No pictures go in the copy; retype exactly the lines from the one with "target: bright green" through the last line of the records.
--
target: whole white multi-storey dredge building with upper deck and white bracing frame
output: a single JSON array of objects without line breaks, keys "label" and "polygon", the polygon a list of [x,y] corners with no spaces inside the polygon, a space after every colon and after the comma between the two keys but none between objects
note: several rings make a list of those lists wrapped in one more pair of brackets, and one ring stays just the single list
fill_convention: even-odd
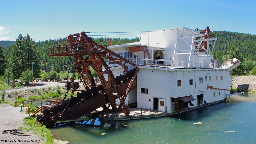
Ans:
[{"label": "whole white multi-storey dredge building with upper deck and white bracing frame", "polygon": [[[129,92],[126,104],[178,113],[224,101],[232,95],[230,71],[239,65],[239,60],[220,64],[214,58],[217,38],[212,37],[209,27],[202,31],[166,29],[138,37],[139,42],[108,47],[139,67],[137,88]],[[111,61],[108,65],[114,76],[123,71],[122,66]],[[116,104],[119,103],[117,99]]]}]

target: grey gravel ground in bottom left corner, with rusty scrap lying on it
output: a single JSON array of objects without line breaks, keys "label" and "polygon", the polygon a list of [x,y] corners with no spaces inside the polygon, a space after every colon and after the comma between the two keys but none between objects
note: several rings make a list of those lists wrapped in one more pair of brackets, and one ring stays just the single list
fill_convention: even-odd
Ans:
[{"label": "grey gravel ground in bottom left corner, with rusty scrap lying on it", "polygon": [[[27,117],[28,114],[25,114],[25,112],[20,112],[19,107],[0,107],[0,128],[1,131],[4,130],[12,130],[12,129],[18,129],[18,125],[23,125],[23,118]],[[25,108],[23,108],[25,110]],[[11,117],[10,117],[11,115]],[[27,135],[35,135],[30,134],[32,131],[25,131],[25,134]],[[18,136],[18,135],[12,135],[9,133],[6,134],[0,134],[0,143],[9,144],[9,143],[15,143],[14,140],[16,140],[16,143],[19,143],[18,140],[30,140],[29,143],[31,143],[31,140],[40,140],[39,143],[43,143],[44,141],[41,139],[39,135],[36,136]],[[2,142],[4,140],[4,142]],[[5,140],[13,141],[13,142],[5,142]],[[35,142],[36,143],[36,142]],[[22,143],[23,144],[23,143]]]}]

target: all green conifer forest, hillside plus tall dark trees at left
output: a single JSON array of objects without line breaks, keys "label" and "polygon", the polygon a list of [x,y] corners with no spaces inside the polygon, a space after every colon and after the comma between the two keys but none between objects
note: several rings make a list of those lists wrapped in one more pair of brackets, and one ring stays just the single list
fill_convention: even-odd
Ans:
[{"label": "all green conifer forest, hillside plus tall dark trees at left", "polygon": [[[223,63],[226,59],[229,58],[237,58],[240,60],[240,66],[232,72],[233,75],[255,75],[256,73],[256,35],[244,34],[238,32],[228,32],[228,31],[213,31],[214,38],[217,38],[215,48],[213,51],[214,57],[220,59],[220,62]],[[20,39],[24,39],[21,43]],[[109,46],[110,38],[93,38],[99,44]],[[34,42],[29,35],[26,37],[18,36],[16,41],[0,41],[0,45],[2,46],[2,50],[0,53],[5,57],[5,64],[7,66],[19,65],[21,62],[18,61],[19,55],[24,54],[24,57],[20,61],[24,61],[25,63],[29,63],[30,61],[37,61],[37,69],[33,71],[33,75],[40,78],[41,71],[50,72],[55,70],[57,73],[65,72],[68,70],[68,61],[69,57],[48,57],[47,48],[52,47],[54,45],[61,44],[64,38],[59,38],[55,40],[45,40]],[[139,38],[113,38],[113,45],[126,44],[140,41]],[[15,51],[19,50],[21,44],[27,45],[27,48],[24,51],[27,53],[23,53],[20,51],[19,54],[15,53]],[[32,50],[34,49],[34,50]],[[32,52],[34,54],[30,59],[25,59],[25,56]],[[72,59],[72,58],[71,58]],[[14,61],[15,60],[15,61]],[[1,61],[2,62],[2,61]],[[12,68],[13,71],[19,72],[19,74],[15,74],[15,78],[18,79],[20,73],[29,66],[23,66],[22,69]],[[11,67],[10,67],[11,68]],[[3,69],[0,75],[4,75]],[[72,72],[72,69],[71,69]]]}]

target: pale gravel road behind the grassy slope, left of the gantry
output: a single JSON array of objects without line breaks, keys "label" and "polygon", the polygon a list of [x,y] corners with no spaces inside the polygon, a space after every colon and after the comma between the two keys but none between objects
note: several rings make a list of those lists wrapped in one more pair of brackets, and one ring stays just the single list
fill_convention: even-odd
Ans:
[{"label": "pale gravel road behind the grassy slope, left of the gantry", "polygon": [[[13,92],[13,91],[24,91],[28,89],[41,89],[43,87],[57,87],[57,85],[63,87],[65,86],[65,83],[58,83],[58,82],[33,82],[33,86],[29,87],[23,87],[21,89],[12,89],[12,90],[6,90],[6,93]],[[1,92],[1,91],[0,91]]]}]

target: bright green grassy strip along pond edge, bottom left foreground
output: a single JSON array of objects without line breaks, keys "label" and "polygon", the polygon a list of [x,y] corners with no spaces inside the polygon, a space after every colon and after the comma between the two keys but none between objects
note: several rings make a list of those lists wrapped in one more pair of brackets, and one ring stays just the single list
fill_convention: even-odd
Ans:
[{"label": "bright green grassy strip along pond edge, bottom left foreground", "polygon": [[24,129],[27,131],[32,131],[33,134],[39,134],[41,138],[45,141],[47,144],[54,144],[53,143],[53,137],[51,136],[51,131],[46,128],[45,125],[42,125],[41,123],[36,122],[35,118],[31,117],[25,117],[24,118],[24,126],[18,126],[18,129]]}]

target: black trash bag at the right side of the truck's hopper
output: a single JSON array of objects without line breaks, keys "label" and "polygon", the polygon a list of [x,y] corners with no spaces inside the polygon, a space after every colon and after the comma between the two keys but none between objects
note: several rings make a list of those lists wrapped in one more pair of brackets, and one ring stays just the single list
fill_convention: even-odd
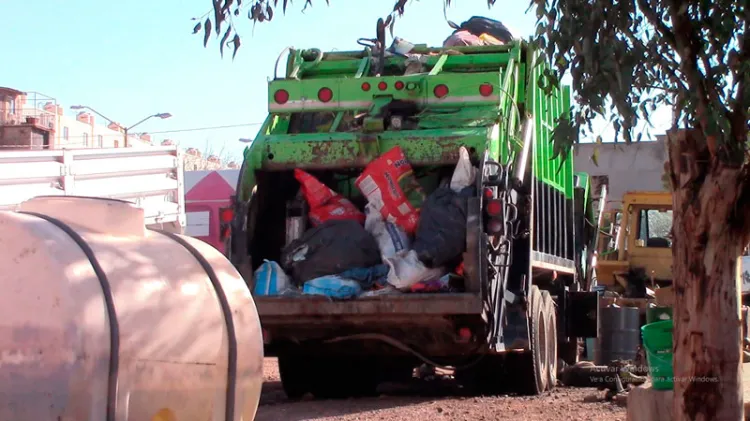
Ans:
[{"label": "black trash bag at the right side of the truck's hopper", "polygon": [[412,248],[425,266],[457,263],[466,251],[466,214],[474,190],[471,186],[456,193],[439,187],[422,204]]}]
--
SOLVED PROBLEM:
target: bright green grassy strip along pond edge, bottom left foreground
output: a single JSON array of objects without line breaks, keys "label" and "polygon", the polygon a list of [x,y] corners with no spaces inside the polygon, a space after every colon and after the comma between the two keys but none between objects
note: several rings make a list of those lists wrapped in one more pair of brackets, and one ring stays just the single list
fill_convention: even-odd
Ans:
[{"label": "bright green grassy strip along pond edge, bottom left foreground", "polygon": [[24,129],[27,131],[32,131],[33,134],[39,134],[41,138],[45,141],[47,144],[54,144],[53,143],[53,137],[51,136],[51,131],[46,128],[45,125],[42,125],[41,123],[36,122],[35,118],[31,117],[25,117],[24,118],[24,126],[18,126],[18,129]]}]

target: black trash bag at the right side of the truck's hopper
output: a single JSON array of objects without line breaks, keys "label" and "polygon", the polygon a list of [x,y] corners with no spaces inside the polygon, a space after every colon and after the comma between the two keys but none between objects
note: several rings make a list of those lists wrapped in one more pair of brackets, and one ring stays just the single list
fill_convention: even-odd
Ans:
[{"label": "black trash bag at the right side of the truck's hopper", "polygon": [[412,248],[425,266],[457,263],[466,251],[466,214],[474,190],[471,186],[456,193],[439,187],[422,204]]}]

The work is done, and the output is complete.